Data extract>
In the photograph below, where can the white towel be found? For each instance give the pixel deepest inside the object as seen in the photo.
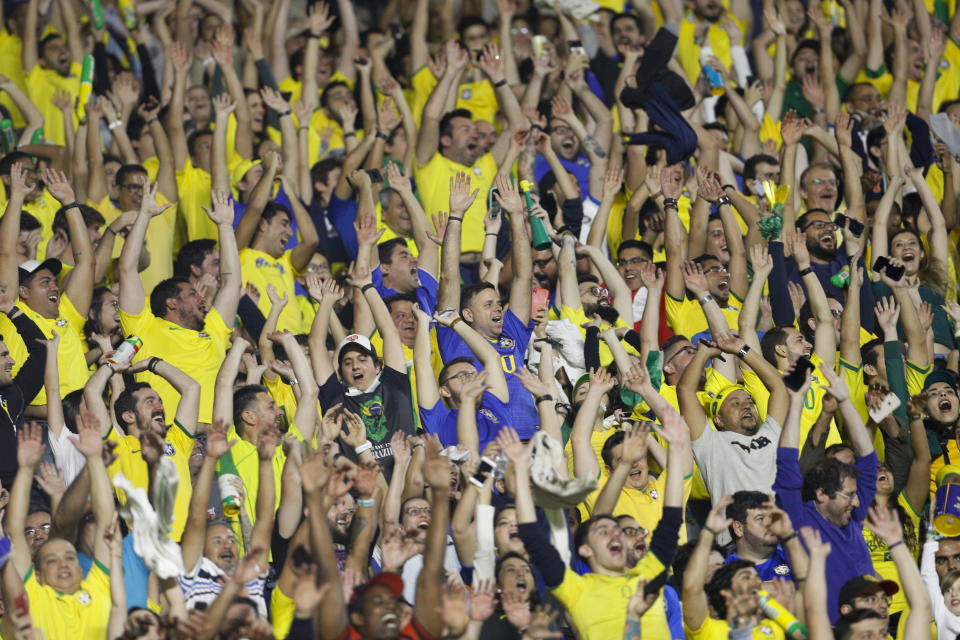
(151, 528)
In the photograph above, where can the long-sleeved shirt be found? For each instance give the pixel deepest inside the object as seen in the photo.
(14, 397)
(850, 556)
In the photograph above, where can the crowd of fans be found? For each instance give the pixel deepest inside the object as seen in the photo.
(482, 319)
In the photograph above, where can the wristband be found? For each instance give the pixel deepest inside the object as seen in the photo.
(366, 446)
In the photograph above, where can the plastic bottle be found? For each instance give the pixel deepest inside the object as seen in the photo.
(7, 136)
(792, 627)
(540, 239)
(86, 87)
(125, 352)
(841, 279)
(716, 82)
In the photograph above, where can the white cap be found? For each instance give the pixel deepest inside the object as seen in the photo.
(357, 341)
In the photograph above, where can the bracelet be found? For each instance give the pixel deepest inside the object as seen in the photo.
(366, 446)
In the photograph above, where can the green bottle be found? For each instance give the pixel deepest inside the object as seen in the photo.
(540, 240)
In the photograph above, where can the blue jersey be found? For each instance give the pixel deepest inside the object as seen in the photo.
(512, 345)
(492, 414)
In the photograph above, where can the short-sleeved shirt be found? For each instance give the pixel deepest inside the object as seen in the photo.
(260, 269)
(713, 629)
(512, 345)
(199, 354)
(203, 584)
(730, 462)
(84, 613)
(42, 84)
(178, 446)
(71, 365)
(492, 415)
(686, 317)
(433, 185)
(385, 408)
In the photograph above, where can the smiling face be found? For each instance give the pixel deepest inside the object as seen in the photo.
(42, 293)
(358, 368)
(605, 547)
(463, 143)
(738, 414)
(485, 314)
(906, 247)
(506, 536)
(401, 273)
(220, 547)
(59, 567)
(942, 403)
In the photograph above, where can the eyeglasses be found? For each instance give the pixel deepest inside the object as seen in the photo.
(32, 531)
(820, 225)
(600, 292)
(462, 376)
(874, 599)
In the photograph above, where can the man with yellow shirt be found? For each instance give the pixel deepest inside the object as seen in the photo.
(178, 325)
(448, 142)
(141, 414)
(64, 604)
(51, 63)
(598, 600)
(51, 307)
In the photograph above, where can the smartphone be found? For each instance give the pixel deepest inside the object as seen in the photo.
(883, 265)
(484, 469)
(796, 378)
(540, 300)
(493, 207)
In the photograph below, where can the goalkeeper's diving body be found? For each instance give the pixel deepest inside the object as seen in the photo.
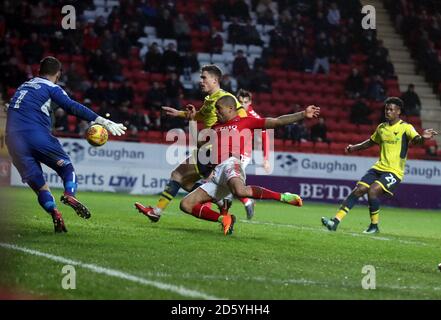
(30, 142)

Given exercise> Turn all of the data above into a numbered list with one line per item, skipping blank lines and leaving out the pictures.

Correct answer>
1. In the photograph below, where can the white towel be found? For each instance give the pixel deepest inside the object as seen in the photo.
2. (151, 528)
3. In the photograph above, where can the long-sleeved shirt be found? For each instance give the pixel deepest inside the object as seen in the photo.
4. (14, 397)
5. (850, 556)
6. In the photograph above, where can the crowd of fans be found? For each instance give the pixel deepest inside the object as seen in the photo.
7. (482, 319)
8. In the photograph above, where can the wristband be found? For each instance give the pixel deepest inside the object as seen in the photo.
9. (366, 446)
10. In the photograph above, where can the plastic bottle be found? For each instance give the pixel deepest inside the object as seen in the photo.
11. (7, 136)
12. (792, 627)
13. (540, 239)
14. (86, 87)
15. (125, 352)
16. (841, 279)
17. (716, 82)
18. In the photograph above, where can the white cap be found? For each instance give the pixel deepest inside the object as seen in the photo.
19. (357, 341)
20. In the photograph above, where can the bracelet be found? For each instance give the pixel deepest inside the object as seen in the photo.
21. (366, 446)
22. In the photograph above, where can the green bottle be found? For each instance give the pixel deepest inside the object as seen in the photo.
23. (540, 240)
24. In the photograph above, where can the blue jersey be found? For each instance give the pixel deepest inside the object as seen in the photo.
25. (512, 345)
26. (492, 414)
27. In the photograph above, where can the short-sleeved shirt be found? For each instance give the pixel deepest inside the object as seen in the photo.
28. (260, 269)
29. (713, 629)
30. (512, 345)
31. (199, 354)
32. (203, 584)
33. (730, 462)
34. (84, 613)
35. (42, 84)
36. (178, 446)
37. (71, 365)
38. (492, 415)
39. (686, 317)
40. (433, 185)
41. (385, 408)
42. In the photograph above, where can the smiling face be found? For each instance give the pixel deepest inside the object as seen in the photo.
43. (42, 293)
44. (358, 368)
45. (605, 547)
46. (463, 143)
47. (738, 414)
48. (485, 314)
49. (906, 247)
50. (506, 536)
51. (401, 273)
52. (220, 547)
53. (59, 567)
54. (942, 403)
55. In the photograph above, where can the eyeglasses be found? For each instance give the pixel deepest inside the object as seen in the photo.
56. (32, 531)
57. (820, 225)
58. (600, 292)
59. (462, 376)
60. (874, 599)
61. In the photograph above, where can the man with yellow shirt be found? For each instance give the pixel deepest inside the object as seen in the photo.
62. (178, 325)
63. (448, 142)
64. (141, 414)
65. (64, 604)
66. (51, 63)
67. (598, 600)
68. (51, 307)
69. In the photograph above, where can the smartphone be found? For each instance give the pixel deepest inside the object as seen in the photo.
70. (883, 265)
71. (484, 469)
72. (796, 378)
73. (540, 300)
74. (493, 207)
75. In the photograph below, where can the goalkeeper's diving body be found? For each instance give the pixel deepest inside the object as seen in the photo.
76. (30, 142)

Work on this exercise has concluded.